Stored rows -

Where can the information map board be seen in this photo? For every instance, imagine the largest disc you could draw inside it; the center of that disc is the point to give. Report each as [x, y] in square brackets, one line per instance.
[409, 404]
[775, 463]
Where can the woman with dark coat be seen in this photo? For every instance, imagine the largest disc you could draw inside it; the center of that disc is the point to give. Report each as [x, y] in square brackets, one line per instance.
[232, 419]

Aim -
Can you reproduce all of the data above verbatim, line for line and with nothing altered?

Answer -
Where can the information map board be seen in this photo? For every instance, imagine the largest disc you could draw inside it; the center of that disc is the point to give. Report each as [x, y] in square brackets, one line per instance.
[409, 404]
[775, 463]
Where can the woman with dark coat be seen in this photo? For every instance, imagine the largest disc you could draw inside it; the center of that disc is the point to give. Report each as [x, y] in square brackets, one line per instance.
[232, 419]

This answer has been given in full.